Start of Material shown
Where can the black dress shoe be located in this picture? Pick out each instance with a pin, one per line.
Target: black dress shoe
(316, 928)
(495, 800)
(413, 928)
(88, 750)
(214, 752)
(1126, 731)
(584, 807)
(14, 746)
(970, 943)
End of Material shown
Your task:
Rescale the listing: reproduce every line, requests included, with each x and y coordinate in the answer points multiplied by 0.45 and rounded to a whole number, halves rounded up.

Reply to the task:
Where can the black dress shoe be located in this picture? Pick out each instance with a pin, one per line.
Target: black dress shoe
(142, 418)
(223, 360)
(186, 418)
(40, 338)
(96, 338)
(507, 329)
(263, 363)
(6, 336)
(437, 424)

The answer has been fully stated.